'''

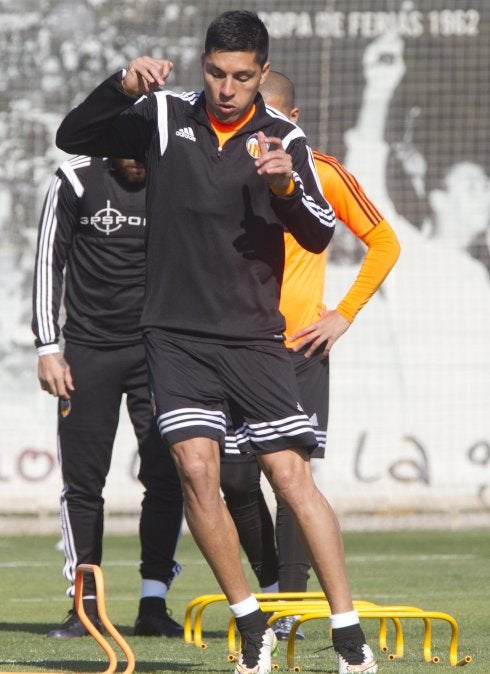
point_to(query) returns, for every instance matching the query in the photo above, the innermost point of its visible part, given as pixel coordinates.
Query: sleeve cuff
(48, 348)
(289, 189)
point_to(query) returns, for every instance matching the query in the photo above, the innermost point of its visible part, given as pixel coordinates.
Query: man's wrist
(47, 349)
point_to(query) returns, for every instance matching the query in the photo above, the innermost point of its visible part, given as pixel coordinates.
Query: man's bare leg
(208, 518)
(210, 522)
(289, 473)
(290, 476)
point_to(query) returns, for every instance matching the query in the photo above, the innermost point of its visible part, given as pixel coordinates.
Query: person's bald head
(278, 92)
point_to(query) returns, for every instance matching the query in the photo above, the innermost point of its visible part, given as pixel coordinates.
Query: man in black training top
(226, 176)
(93, 223)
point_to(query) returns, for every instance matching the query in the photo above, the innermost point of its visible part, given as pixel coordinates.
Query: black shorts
(312, 375)
(193, 381)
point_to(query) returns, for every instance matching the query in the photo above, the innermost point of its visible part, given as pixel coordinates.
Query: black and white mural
(398, 90)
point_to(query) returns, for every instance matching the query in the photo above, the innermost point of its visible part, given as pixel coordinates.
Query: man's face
(231, 82)
(130, 170)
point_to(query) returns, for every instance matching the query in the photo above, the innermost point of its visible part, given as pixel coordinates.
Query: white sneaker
(257, 649)
(283, 626)
(355, 657)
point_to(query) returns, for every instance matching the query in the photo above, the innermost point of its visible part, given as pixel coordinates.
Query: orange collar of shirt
(226, 131)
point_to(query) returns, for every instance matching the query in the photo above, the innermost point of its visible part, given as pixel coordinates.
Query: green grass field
(440, 571)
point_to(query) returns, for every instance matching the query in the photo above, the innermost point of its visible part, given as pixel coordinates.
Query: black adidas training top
(215, 249)
(92, 224)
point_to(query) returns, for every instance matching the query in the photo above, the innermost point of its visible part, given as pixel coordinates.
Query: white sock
(153, 588)
(270, 588)
(344, 619)
(248, 605)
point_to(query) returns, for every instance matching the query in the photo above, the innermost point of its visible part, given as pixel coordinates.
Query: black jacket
(215, 248)
(93, 224)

'''

- [Task to carry out]:
Give the listing again exactly, excluding pictures.

- [Answer to this exercise]:
point_to(query) returns, for every instance matching the query in the photo above, the innermost point of its visible part, given as pixel coordinates.
Query: sleeve cuff
(48, 348)
(289, 189)
point_to(query) returns, for every instance matching the query in the photo above, the innermost point of its visible part, given as pixel coordinates.
Query: man's wrist
(47, 349)
point_to(query) returns, for every instance matching the query in the photo above, the innermost point of its visible part, given as pixel coordinates.
Query: man's bare leg
(208, 518)
(210, 522)
(289, 473)
(290, 476)
point_to(query) returns, for every instance matching the query in the photo above, the innermost point of its visible part, given as pixel coordinates.
Query: person's bald head
(278, 92)
point_to(query) returns, for every instance matching the query in the photo above, the innermost point of its visible part, given as pixel coordinates.
Query: man in black training top
(226, 176)
(93, 223)
point_to(query) returns, for every instance matching the query in the photo above, the innermost point of its visible part, given as pixel coordinates.
Query: black shorts
(312, 375)
(193, 381)
point_to(query) returns, for every instance matching the query in the photo above, the innermost point of its visible part, given as pixel coordinates.
Query: black and white mural
(398, 90)
point_to(query) returns, for every instance matching the query in the photo above, the innermost point of its visible part, given as pixel coordinates.
Query: man's face
(231, 82)
(130, 170)
point_to(query) returns, for every instance matching the query in the photo above, the innermost point of its visible part, given as pixel coordinates.
Query: white sneaker
(257, 649)
(283, 626)
(355, 657)
point_to(query) returns, for every instance matching the query in the photo above, the innermost point of its visible part, given as pixel coordinates.
Query: orange collar of shirt
(226, 131)
point_to(query) returns, for every instance matching the query in the photo above, the innermost point of its visible part, given as pixel coordinates.
Query: green grass field
(440, 571)
point_to(query) returns, for every instance matching the query in the photo above, the innermost point of its visible part, given as pixel coordinates.
Query: black adidas training top
(215, 249)
(92, 224)
point_to(query) returns, for every instance matching the query in the photo above, the innermost point of its visible part, given as pixel coordinates.
Query: white sock
(153, 588)
(270, 588)
(344, 619)
(248, 605)
point_to(query) returns, for every instance matching the query in the photo above, the innermost point of its visible part, given as pixel coordinates.
Query: black jacket
(215, 248)
(93, 224)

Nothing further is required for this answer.